— Çıkarılan Metin —
--

0

 

Adanmak... Allah'a feda olmak... İslam uğrunda en sevgililerden feragat etmek... Ayrılmak. Vazgeçmek. Bir tek olana... Allah'ın adına.

Adamak ya da kurban etmek, kaç- keçi kesmek değildir bayramlarda. Doğru; gerekir teslimiyetin, itaatin timsali olan ve Hz. İbrahim'den gelen kurban ibadetinin eda edilmesi ama... Adamanın, adanmanın yahut kurban edip, kurban olmanın asıl anlamı değildir. Adayıp, adanmaktan kastımız hele dünya malına dalmak, para peşinde koşuşturup, dünyalıklara adanmak hiç değildir, olamaz da. Ayrılmak... Birkaç günlüğüne, aylığına anneyi, babayı yahut memleketi görememek değildir. Birkaç gün sevdiklerinden ayrı kalmakla da anlaşılmaz ayrılığın aslı tam manasıyla. Vazgeçmek, herhangi bir ürüne, mala sahip olmaktan, bir geziye, misafirliğe gitmekten, ya da bir teklife "evet" yahut "hayır" demekten çok ayrı bir şeydir, bizim anlatmak istediğimiz, satırlara dökeceğimiz farklıdır başlı başına. Ya feda olmak... Feda olmak benzemez, Allah (cc)'a feda olmak kıyaslanamaz şu fani dünyadaki fiillerle, olaylarla. Allah'a feda olmak baştanbaşa bir destandır, kelimeler ne fayda?

Feragat etmek, vazgeçmek Allah için; iman ister, inanç ister, sabır-sebat ister. Güllük gülistanlık bir hayat, dertsiz cefasız bir yaşamdan vazgeçip Allah için zorluklara göğüs gerip "merhaba" demek baştanbaşa iman sonra cesaret sonra azim ister. Müslümanların inançlarına yönelik baskı ve yıldırma çabalarına, zulüm ve hain kokular yayan planlara, projelere ses çıkarmamak şartıyla rahat yaşam sürmek gibi rezil bir hayat yaşamak yakışmaz müminlere; o yüzdendir ki mümin vazgeçer rahat bir yaşamdan, Müslüman halkın, Muhammed(as) ümmetinin bekâsı uğruna. İslam ayaklar altına alınmasın, Allah davasının gür sedası durmadan yankılansın diye elinin tersiyle iter ya mümin dünyayı arkasına. Feragat etmek denir, Allah için adanmak denir buna.

Vazgeçmek, feragat etmek Allah'ın dini yolunda... Geceleri uykusuz, gündüzleri mecalsiz kalmaktır İslam için çalışa çalışa. Vazgeçmek birkaç saat geç uyumak, birkaç öğün yemekten kesilmek yahut birkaç gün ayrı kalmak değildir. Bazen geceler boyu uykusuz bazen ancak bedeni ayakta tutacak miktarda gıda ve ayrılabilmektir en sevgililerden aylarca, yıllarca. Bolca uyumak, güzel yemek ve bol eğlence tanımı yoktur müminin kitabında. Vazgeçmenin manası Allah'tan başka her şeyi geride bırakmaktır, geride kalanlar aile, evlat, mal-mülk, memleket hatta can bile olsa.

--

— Verilen Kayıtlar —
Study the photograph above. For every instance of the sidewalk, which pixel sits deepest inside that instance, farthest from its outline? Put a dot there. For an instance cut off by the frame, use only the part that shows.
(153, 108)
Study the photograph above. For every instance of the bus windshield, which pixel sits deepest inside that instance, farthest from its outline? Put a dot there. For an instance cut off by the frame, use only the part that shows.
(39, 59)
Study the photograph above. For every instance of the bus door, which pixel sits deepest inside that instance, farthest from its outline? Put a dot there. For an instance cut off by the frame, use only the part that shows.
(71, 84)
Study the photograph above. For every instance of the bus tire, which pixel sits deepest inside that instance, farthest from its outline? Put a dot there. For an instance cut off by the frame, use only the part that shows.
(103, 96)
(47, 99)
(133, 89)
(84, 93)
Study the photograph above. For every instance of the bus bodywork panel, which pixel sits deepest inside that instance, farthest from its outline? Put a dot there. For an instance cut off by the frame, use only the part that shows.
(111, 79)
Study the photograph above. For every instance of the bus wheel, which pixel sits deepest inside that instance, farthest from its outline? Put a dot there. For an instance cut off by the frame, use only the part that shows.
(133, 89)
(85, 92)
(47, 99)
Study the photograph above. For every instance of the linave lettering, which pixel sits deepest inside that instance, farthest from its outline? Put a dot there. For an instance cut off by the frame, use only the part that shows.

--

— İstenenler —
1 > Metnin "Feragat etmek, vazgeçmek" sözcükleriyle başlayıp "adanmak denir buna." sözcükleriyle biten bölümünü hiçbir değişiklik yapmadan yazdır.
2 > Kayıtlarda "bus wheel, which" ifadesinin geçtiği satırdan kayıtların son satırına kadar, iki uç da dahil olmak üzere, tüm satırları aynen çıktı olarak ver.
Metin ile kayıtlar birbirinden farklı kaynaklardan alınmıştır.

— Görev Sonuçları —
1 >
Feragat etmek, vazgeçmek Allah için; iman ister, inanç ister, sabır-sebat ister. Güllük gülistanlık bir hayat, dertsiz cefasız bir yaşamdan vazgeçip Allah için zorluklara göğüs gerip "merhaba" demek baştanbaşa iman sonra cesaret sonra azim ister. Müslümanların inançlarına yönelik baskı ve yıldırma çabalarına, zulüm ve hain kokular yayan planlara, projelere ses çıkarmamak şartıyla rahat yaşam sürmek gibi rezil bir hayat yaşamak yakışmaz müminlere; o yüzdendir ki mümin vazgeçer rahat bir yaşamdan, Müslüman halkın, Muhammed(as) ümmetinin bekâsı uğruna. İslam ayaklar altına alınmasın, Allah davasının gür sedası durmadan yankılansın diye elinin tersiyle iter ya mümin dünyayı arkasına. Feragat etmek denir, Allah için adanmak denir buna.

2 >
Study the photograph above. For every instance of the bus wheel, which pixel sits deepest inside that instance, farthest from its outline? Put a dot there. For an instance cut off by the frame, use only the part that shows.
(133, 89)
(85, 92)
(47, 99)
Study the photograph above. For every instance of the linave lettering, which pixel sits deepest inside that instance, farthest from its outline? Put a dot there. For an instance cut off by the frame, use only the part that shows.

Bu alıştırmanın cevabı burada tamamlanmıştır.